Reading text section start

Report on Karangetang (Indonesia) — 30 March-5 April 2011
Smithsonian / US Geological Survey Weekly Volcanic Activity Report, 30 March-5 April 2011
Managing Editor: Sally Kuhn Sennert
Please cite this report as:
Global Volcanism Program, 2011. Report on Karangetang (Indonesia). In: Sennert, S K (ed.), Weekly Volcanic Activity Report, 30 March-5 April 2011. Smithsonian Institution and US Geological Survey.
2.781°N, 125.407°E; summit elev. 1797 m
All times are local (unless otherwise noted)
CVGHM reported that during 30-31 March incandescence emanated from Karangetang's main crater as well as bluish and white gas plumes. Lava flows originating from the main crater traveled 2 km down the flanks. Incandescent avalanches from the main crater and from the lava-flow fronts traveled up to 1.8 km down the flanks. On 31 March a thunderous sound was accompanied by a gray plume that rose 200 m above the crater. The Alert Level remained at 3 (on a scale of 1-4).
Geologic Background. Karangetang (Api Siau) volcano lies at the northern end of the island of Siau, about 125 km NNE of the NE-most point of Sulawesi island. The stratovolcano contains five summit craters along a N-S line. It is one of Indonesia's most active volcanoes, with more than 40 eruptions recorded since 1675 and many additional small eruptions that were not documented in the historical record (Catalog of Active Volcanoes of the World: Neumann van Padang, 1951). Twentieth-century eruptions have included frequent explosive activity sometimes accompanied by pyroclastic flows and lahars. Lava dome growth has occurred in the summit craters; collapse of lava flow fronts have produced pyroclastic flows.

Reading text section end

** Problem **
Reproduce the full Karangetang volcanic activity report word for word. The entries that come next are separate material, unrelated to the report on Karangetang.

Excerpted data section start

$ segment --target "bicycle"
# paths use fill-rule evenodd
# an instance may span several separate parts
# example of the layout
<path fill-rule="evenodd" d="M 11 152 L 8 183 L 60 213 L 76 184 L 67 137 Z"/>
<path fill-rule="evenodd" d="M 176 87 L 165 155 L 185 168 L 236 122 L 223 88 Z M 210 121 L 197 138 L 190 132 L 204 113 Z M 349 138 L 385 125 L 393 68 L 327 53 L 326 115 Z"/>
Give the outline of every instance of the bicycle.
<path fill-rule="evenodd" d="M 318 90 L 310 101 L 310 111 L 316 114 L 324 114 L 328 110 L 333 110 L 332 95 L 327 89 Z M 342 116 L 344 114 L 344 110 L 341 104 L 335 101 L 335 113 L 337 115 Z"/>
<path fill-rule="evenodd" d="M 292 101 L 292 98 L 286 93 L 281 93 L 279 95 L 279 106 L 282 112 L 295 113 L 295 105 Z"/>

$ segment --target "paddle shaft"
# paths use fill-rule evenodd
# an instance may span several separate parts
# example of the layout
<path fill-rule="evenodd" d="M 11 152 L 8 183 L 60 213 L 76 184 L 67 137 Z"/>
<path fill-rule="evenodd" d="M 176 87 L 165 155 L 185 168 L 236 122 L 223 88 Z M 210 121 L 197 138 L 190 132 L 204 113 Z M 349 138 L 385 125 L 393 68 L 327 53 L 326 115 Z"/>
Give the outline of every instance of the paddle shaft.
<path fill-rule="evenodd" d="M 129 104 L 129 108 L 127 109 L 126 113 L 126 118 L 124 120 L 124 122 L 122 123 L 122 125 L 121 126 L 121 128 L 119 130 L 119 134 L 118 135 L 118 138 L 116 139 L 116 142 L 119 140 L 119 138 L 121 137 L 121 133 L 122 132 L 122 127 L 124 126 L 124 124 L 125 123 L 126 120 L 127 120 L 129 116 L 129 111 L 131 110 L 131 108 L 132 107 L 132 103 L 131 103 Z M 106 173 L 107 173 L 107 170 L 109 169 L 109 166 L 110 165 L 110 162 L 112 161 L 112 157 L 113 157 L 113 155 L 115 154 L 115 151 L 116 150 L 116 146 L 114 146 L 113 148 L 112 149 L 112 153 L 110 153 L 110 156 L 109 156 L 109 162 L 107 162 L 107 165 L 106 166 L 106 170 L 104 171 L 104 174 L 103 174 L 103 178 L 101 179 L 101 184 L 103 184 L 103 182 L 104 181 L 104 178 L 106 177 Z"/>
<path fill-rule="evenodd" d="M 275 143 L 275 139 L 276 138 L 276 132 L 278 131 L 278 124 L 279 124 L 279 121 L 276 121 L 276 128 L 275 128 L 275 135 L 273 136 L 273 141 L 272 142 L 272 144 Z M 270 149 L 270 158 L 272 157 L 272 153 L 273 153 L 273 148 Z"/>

Excerpted data section end

** Response to this exercise **
Report on Karangetang (Indonesia) — 30 March-5 April 2011
Smithsonian / US Geological Survey Weekly Volcanic Activity Report, 30 March-5 April 2011
Managing Editor: Sally Kuhn Sennert
Please cite this report as:
Global Volcanism Program, 2011. Report on Karangetang (Indonesia). In: Sennert, S K (ed.), Weekly Volcanic Activity Report, 30 March-5 April 2011. Smithsonian Institution and US Geological Survey.
2.781°N, 125.407°E; summit elev. 1797 m
All times are local (unless otherwise noted)
CVGHM reported that during 30-31 March incandescence emanated from Karangetang's main crater as well as bluish and white gas plumes. Lava flows originating from the main crater traveled 2 km down the flanks. Incandescent avalanches from the main crater and from the lava-flow fronts traveled up to 1.8 km down the flanks. On 31 March a thunderous sound was accompanied by a gray plume that rose 200 m above the crater. The Alert Level remained at 3 (on a scale of 1-4).
Geologic Background. Karangetang (Api Siau) volcano lies at the northern end of the island of Siau, about 125 km NNE of the NE-most point of Sulawesi island. The stratovolcano contains five summit craters along a N-S line. It is one of Indonesia's most active volcanoes, with more than 40 eruptions recorded since 1675 and many additional small eruptions that were not documented in the historical record (Catalog of Active Volcanoes of the World: Neumann van Padang, 1951). Twentieth-century eruptions have included frequent explosive activity sometimes accompanied by pyroclastic flows and lahars. Lava dome growth has occurred in the summit craters; collapse of lava flow fronts have produced pyroclastic flows.